Work to complete: Transcribe the lines below word for word, omitting the pictures from your answer.

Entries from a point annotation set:

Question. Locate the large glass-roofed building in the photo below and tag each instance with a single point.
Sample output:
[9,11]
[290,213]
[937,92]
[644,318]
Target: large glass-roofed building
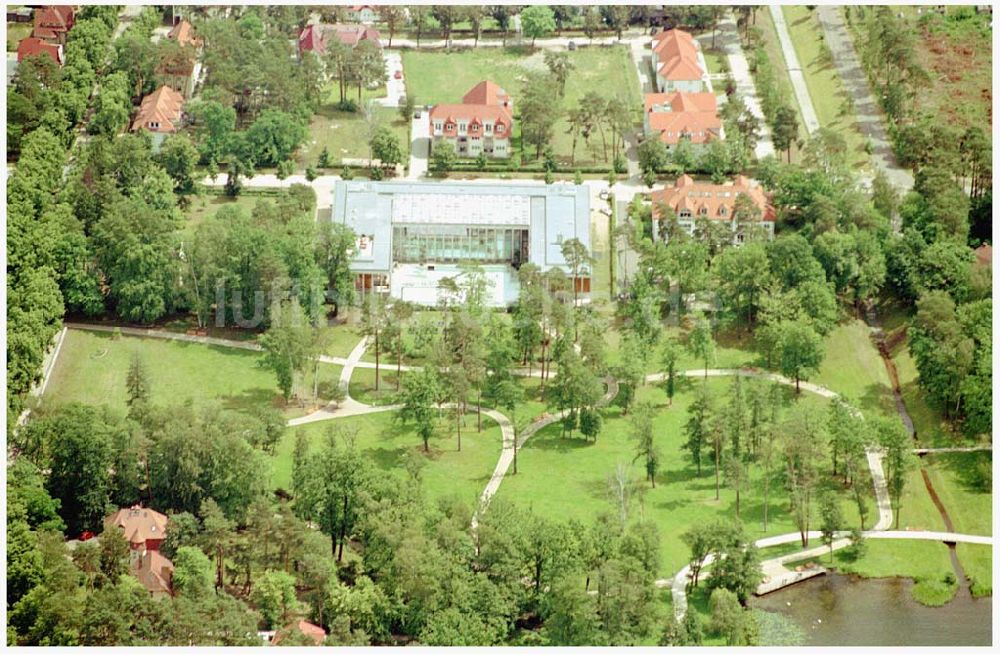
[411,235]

Answer to this exercise:
Question. Locate the large glass-roofed building in the photo below and tag each instance with a single point.
Sample output:
[9,11]
[290,213]
[937,92]
[644,318]
Target: large glass-roofed building
[411,235]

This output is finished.